_PAGE EXCERPT:_
-*-
I believe this is a scam.  Somewhere before the "money" is shipped to you, you will have to pay for something, come up with some money for some valid reason.    After you send off the money, you will not hear from them again.  

I have a email sent to me, too.   There are other scams floating around.  I keep in mind, there is no free lunch, and if I did not earn it, it is not mine.  Scams work when the recipient is less than honest.


Or, If a deal seems too good to be real, your right, it is not real.


----------



## Advisor (Sep 15, 2010)

Are you sure this guy is even military, or even US?


----------



## Bombardier (Sep 16, 2010)

He is not in the military mate, it is a scam as previously stated.


----------



## ArcticWolf (Sep 18, 2010)

Thanks guys. I kind of saw red and blew a fuse! 

I've re-read the email and I don't think a real military would say as much if he really was involved in war profiteering or whatever they're claiming to do. It's like taken from a really bad movie!

Thanks again.
-*-
_EXTRACTED INFORMATION:_

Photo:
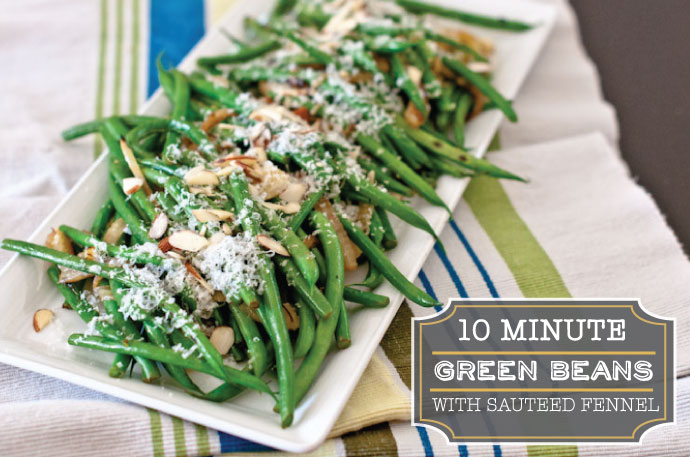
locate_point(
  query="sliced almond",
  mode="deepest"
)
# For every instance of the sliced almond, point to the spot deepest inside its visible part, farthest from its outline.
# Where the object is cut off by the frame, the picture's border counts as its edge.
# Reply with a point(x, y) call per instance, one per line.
point(115, 230)
point(201, 177)
point(42, 317)
point(131, 185)
point(133, 164)
point(246, 159)
point(291, 316)
point(413, 116)
point(59, 241)
point(222, 338)
point(207, 215)
point(164, 244)
point(187, 240)
point(159, 226)
point(294, 192)
point(288, 208)
point(219, 296)
point(216, 238)
point(272, 245)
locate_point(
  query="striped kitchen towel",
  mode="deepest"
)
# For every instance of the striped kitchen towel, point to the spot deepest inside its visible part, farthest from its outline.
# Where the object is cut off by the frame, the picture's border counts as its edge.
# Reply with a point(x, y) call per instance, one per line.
point(580, 228)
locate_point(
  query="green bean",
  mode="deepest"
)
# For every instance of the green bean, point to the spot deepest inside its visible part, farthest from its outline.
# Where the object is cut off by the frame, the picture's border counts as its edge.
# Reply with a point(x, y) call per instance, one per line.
point(124, 252)
point(364, 298)
point(243, 55)
point(311, 296)
point(408, 175)
point(405, 145)
point(303, 258)
point(157, 337)
point(463, 107)
point(445, 107)
point(271, 307)
point(384, 178)
point(386, 201)
point(385, 266)
point(119, 366)
point(419, 7)
point(334, 292)
point(483, 85)
point(389, 241)
point(403, 81)
point(307, 205)
point(111, 305)
point(69, 261)
point(374, 277)
point(103, 216)
point(258, 359)
point(457, 45)
point(119, 170)
point(153, 352)
point(305, 335)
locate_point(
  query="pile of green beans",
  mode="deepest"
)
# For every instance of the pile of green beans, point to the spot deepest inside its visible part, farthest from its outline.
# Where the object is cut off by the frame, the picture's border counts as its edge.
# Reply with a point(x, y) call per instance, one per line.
point(296, 147)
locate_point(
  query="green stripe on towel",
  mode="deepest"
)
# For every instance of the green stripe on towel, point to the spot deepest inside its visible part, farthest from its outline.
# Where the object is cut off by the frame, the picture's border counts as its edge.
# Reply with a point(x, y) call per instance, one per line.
point(532, 268)
point(156, 433)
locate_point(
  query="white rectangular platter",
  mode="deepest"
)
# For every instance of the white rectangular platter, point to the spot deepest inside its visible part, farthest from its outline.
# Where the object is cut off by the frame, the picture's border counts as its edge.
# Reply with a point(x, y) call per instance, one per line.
point(25, 286)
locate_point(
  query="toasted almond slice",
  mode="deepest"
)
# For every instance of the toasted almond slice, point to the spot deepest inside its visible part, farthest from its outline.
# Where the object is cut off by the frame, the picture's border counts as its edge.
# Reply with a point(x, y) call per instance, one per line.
point(350, 249)
point(198, 277)
point(272, 245)
point(294, 192)
point(415, 75)
point(291, 316)
point(204, 190)
point(206, 215)
point(164, 244)
point(133, 164)
point(42, 317)
point(260, 153)
point(115, 231)
point(201, 177)
point(216, 238)
point(59, 241)
point(222, 338)
point(69, 276)
point(187, 240)
point(288, 208)
point(131, 185)
point(159, 226)
point(219, 296)
point(104, 292)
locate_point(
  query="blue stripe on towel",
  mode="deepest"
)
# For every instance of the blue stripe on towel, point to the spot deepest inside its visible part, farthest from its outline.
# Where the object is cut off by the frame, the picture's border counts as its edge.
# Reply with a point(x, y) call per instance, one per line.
point(475, 259)
point(175, 27)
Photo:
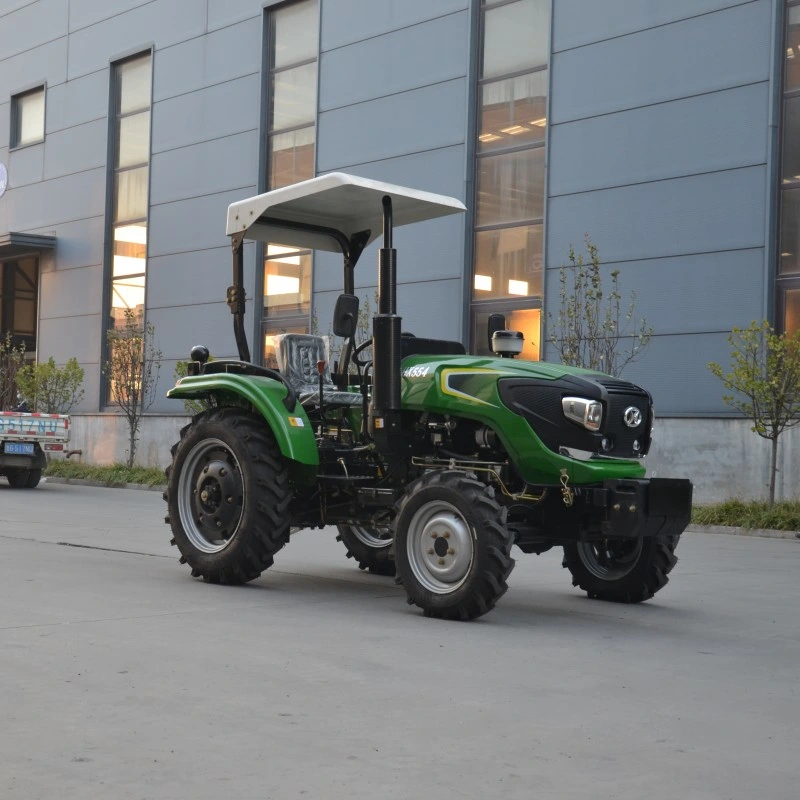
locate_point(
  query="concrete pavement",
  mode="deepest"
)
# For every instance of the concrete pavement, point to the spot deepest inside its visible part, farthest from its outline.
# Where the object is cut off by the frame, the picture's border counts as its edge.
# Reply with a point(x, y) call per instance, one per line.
point(121, 677)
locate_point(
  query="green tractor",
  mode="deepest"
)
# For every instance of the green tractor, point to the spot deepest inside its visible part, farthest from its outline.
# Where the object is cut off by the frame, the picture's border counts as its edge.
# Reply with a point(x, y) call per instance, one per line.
point(432, 463)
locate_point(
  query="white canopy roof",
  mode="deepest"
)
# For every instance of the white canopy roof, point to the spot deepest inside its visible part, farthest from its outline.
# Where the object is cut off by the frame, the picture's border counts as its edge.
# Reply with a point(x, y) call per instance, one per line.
point(346, 203)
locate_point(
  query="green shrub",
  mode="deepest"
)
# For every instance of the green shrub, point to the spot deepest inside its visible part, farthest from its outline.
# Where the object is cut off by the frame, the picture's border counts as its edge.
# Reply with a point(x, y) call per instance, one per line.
point(51, 389)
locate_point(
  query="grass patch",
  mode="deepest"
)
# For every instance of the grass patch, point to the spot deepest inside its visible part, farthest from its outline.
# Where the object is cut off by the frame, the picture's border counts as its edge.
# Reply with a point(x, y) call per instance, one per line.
point(750, 514)
point(116, 474)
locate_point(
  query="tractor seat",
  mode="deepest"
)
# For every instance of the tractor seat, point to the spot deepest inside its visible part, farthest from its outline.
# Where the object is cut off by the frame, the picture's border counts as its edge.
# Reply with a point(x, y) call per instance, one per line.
point(297, 355)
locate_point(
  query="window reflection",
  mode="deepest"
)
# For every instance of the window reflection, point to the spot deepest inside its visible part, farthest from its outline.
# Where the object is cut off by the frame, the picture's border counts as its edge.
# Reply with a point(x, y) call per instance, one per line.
point(508, 263)
point(513, 112)
point(791, 316)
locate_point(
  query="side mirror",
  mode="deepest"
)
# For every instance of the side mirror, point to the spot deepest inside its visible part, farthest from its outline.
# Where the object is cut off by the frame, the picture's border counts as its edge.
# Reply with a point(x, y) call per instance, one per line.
point(497, 322)
point(345, 316)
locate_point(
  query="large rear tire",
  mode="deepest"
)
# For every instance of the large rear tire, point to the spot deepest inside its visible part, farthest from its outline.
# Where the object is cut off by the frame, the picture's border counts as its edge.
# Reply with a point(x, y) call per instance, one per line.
point(452, 546)
point(622, 571)
point(228, 494)
point(370, 547)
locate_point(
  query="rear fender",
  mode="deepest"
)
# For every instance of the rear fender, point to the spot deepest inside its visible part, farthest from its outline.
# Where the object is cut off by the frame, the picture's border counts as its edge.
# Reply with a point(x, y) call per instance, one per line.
point(292, 430)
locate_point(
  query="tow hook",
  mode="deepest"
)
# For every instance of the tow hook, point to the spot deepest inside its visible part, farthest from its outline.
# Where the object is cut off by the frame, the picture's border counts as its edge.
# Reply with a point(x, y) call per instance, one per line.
point(567, 494)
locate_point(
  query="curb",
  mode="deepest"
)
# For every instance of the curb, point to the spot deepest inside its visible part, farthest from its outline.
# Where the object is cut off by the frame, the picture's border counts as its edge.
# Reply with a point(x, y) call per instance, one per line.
point(763, 533)
point(103, 484)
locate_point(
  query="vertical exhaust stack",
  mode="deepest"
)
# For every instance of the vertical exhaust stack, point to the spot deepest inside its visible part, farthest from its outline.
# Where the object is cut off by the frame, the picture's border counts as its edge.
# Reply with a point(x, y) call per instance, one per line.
point(385, 406)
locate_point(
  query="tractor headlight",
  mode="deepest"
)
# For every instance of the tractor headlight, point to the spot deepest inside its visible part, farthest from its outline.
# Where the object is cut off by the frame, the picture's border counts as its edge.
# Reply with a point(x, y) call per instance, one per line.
point(588, 413)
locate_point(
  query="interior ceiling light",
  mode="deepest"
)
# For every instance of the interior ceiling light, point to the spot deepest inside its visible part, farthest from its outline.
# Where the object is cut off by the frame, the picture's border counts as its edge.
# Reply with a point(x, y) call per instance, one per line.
point(513, 130)
point(135, 234)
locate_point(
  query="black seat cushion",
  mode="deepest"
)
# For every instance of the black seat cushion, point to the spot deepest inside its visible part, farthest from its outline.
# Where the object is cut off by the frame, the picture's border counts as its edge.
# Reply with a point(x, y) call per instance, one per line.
point(297, 355)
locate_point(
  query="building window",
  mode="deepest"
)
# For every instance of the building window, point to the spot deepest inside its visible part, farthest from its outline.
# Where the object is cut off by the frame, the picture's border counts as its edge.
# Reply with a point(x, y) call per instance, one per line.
point(131, 89)
point(292, 33)
point(510, 168)
point(19, 289)
point(27, 118)
point(788, 277)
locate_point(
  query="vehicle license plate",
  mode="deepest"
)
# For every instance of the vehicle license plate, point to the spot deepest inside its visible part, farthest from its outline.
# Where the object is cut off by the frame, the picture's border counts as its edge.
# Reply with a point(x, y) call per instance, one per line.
point(19, 448)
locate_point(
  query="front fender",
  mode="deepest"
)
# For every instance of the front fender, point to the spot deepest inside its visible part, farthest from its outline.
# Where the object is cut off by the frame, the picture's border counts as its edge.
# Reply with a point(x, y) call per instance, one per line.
point(292, 431)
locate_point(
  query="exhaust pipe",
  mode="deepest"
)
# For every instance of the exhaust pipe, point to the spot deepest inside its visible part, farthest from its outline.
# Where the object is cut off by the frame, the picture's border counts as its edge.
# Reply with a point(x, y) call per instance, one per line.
point(385, 406)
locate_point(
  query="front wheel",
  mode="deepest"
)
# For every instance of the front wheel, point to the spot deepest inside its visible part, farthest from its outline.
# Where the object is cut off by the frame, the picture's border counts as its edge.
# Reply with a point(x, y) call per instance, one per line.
point(370, 547)
point(622, 570)
point(452, 546)
point(228, 495)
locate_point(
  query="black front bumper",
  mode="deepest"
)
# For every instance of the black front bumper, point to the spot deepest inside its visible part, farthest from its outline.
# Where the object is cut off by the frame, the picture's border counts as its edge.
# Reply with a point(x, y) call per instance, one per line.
point(620, 508)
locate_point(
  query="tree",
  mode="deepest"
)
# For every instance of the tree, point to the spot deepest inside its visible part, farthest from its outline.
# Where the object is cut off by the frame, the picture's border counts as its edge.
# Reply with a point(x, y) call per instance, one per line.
point(132, 371)
point(765, 376)
point(52, 389)
point(590, 329)
point(12, 359)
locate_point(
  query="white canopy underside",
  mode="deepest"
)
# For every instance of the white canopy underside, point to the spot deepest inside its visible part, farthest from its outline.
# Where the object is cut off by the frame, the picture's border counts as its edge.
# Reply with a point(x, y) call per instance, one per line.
point(346, 203)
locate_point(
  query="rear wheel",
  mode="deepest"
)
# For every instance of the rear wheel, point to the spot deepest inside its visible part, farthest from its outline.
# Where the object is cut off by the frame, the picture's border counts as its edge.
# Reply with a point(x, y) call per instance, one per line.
point(370, 547)
point(622, 570)
point(228, 495)
point(452, 547)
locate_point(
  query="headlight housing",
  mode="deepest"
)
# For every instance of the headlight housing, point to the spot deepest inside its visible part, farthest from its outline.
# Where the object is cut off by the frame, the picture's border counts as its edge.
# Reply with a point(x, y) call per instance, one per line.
point(588, 413)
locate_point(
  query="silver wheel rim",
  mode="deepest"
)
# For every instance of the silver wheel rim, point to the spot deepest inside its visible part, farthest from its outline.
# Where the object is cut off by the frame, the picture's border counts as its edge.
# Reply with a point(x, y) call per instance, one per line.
point(210, 496)
point(376, 539)
point(610, 561)
point(440, 547)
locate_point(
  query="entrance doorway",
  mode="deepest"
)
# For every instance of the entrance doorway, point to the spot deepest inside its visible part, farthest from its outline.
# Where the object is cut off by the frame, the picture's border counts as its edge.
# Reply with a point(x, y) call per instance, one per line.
point(19, 295)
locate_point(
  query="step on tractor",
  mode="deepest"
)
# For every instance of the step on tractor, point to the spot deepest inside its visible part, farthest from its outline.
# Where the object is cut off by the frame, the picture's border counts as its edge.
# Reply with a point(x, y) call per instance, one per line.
point(432, 463)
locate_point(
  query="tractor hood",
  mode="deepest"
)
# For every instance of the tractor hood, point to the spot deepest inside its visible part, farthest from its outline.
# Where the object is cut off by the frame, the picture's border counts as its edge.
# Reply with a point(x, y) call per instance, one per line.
point(502, 392)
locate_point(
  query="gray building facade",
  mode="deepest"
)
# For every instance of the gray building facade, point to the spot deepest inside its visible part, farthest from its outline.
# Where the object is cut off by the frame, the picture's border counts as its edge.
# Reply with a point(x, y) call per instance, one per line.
point(653, 127)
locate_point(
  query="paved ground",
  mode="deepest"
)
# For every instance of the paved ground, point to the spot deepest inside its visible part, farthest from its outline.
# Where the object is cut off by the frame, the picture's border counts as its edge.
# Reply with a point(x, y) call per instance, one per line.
point(121, 677)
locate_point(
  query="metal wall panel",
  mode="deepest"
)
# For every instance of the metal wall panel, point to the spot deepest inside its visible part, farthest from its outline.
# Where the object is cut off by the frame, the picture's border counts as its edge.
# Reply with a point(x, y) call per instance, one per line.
point(699, 214)
point(207, 60)
point(49, 203)
point(348, 21)
point(85, 13)
point(196, 278)
point(47, 63)
point(222, 13)
point(70, 292)
point(686, 294)
point(26, 165)
point(197, 223)
point(78, 101)
point(382, 65)
point(581, 22)
point(675, 372)
point(76, 149)
point(702, 54)
point(218, 165)
point(69, 337)
point(79, 243)
point(163, 22)
point(211, 113)
point(31, 26)
point(424, 119)
point(719, 131)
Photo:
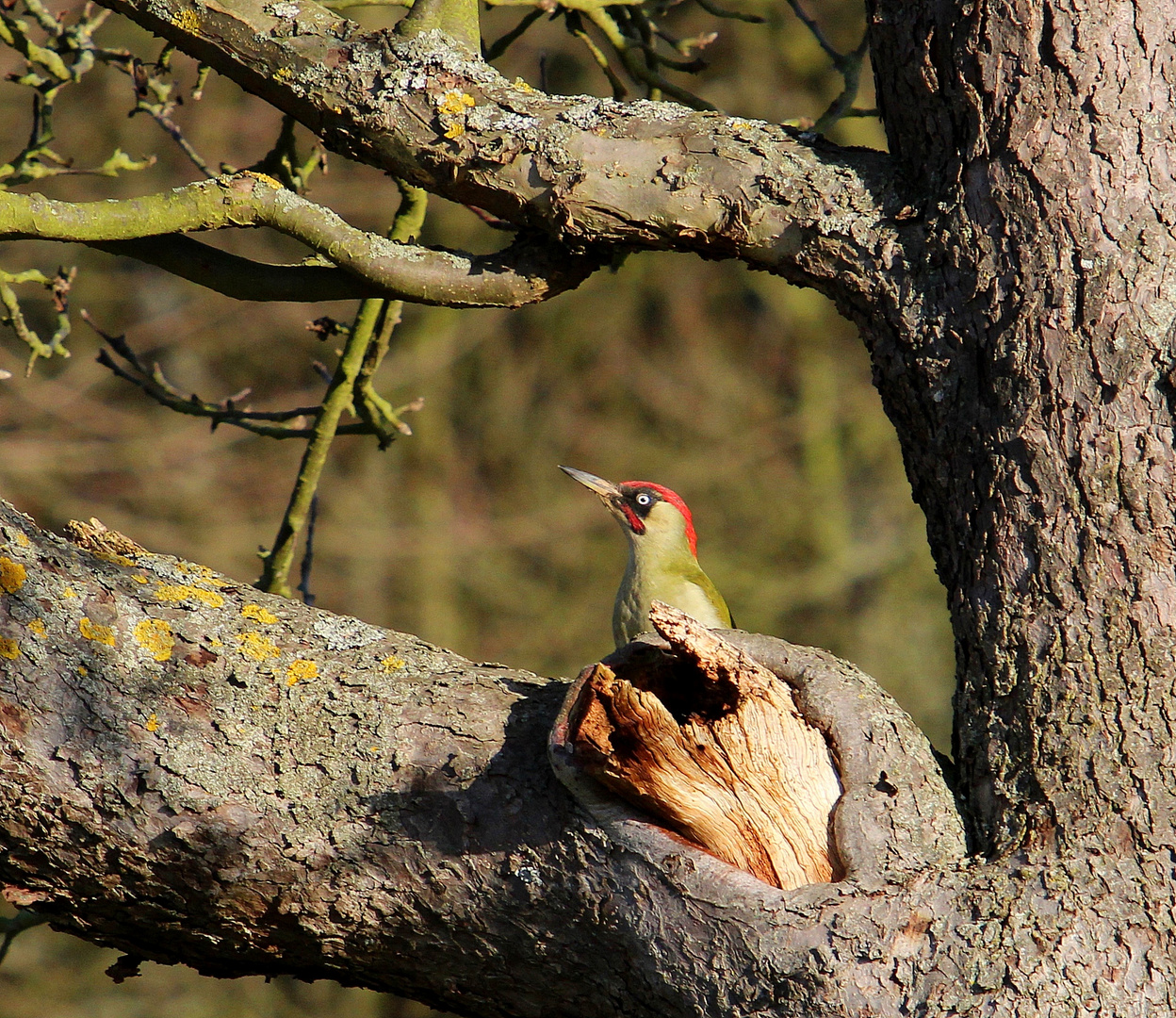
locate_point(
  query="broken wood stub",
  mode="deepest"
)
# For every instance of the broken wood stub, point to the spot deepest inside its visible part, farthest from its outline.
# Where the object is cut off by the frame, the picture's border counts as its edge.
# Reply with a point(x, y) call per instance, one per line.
point(711, 744)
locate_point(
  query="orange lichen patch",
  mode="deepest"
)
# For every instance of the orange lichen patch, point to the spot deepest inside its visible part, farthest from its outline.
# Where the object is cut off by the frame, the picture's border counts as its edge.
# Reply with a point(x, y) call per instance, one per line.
point(259, 615)
point(155, 637)
point(174, 593)
point(257, 648)
point(186, 20)
point(454, 103)
point(12, 576)
point(96, 632)
point(302, 670)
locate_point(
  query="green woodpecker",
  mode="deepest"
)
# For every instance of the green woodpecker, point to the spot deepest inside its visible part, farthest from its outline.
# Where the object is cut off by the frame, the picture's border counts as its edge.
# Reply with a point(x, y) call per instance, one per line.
point(663, 564)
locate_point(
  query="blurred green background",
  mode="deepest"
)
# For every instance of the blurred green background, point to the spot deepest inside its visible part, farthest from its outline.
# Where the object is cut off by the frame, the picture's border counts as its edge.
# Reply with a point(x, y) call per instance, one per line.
point(750, 398)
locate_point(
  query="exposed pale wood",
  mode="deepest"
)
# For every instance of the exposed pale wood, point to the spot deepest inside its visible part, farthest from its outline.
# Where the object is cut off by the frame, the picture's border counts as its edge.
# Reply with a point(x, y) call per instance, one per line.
point(710, 742)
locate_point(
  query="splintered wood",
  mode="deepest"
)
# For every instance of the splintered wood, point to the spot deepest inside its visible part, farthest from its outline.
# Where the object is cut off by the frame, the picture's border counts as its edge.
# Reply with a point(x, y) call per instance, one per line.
point(711, 743)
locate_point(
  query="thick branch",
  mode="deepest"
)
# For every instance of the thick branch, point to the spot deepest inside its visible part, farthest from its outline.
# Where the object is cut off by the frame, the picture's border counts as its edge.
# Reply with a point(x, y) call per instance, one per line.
point(194, 771)
point(525, 272)
point(582, 170)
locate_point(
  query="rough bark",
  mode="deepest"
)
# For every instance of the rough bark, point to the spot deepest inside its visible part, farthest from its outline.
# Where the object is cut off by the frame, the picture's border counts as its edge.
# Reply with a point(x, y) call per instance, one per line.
point(197, 772)
point(1028, 369)
point(708, 742)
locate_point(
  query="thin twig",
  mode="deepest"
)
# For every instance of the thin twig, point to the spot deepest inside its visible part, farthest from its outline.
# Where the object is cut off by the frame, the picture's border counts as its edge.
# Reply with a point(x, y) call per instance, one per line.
point(303, 572)
point(369, 328)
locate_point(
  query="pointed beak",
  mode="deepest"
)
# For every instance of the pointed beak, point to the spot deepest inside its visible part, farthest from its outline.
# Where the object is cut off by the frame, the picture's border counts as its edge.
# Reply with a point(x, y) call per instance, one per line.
point(607, 491)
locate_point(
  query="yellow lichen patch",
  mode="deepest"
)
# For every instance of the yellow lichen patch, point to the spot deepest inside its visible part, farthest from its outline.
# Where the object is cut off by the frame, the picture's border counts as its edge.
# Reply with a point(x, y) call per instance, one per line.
point(95, 631)
point(302, 670)
point(155, 637)
point(259, 615)
point(12, 576)
point(186, 20)
point(257, 648)
point(174, 593)
point(454, 103)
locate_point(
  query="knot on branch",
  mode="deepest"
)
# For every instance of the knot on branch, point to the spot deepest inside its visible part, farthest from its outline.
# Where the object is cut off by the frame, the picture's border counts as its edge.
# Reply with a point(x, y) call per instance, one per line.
point(785, 762)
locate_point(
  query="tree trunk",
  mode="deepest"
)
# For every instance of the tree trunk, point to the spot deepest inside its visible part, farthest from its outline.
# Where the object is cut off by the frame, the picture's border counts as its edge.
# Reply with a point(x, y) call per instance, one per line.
point(1027, 365)
point(284, 791)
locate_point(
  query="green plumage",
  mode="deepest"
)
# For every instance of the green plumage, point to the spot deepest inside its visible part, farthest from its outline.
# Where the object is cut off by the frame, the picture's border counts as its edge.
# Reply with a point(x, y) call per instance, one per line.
point(662, 565)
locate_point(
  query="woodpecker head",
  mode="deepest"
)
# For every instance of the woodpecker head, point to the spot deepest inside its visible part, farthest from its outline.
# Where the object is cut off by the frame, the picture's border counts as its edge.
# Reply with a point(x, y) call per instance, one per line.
point(648, 512)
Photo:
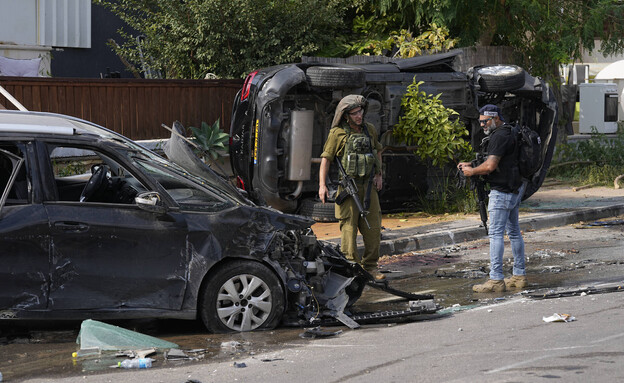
-*-
_EXERCISE DESCRIPTION:_ Please carry on the forum thread about the scam email, picking up right after its final line.

_RESULT BELOW:_
----------



## GunBunnyInaMAB (Sep 18, 2010)

*Security threat??*

*HEADS UP, PEOPLE!!!

It is quite possible this could be a terrorist organization's attempt to obtain illegal funding; or an attempt to discredit or disgrace the United States Marine Corps.  I do not presently have the means verify whether the soldier named in the email is a real person or not.

However, I do have a contact with the Department of Homeland Security, as well as several retired high ranking Marine Corps NCO's, and I will be passing along the information so a proper investigation into the matter will be executed.

Thank you for sharing this information.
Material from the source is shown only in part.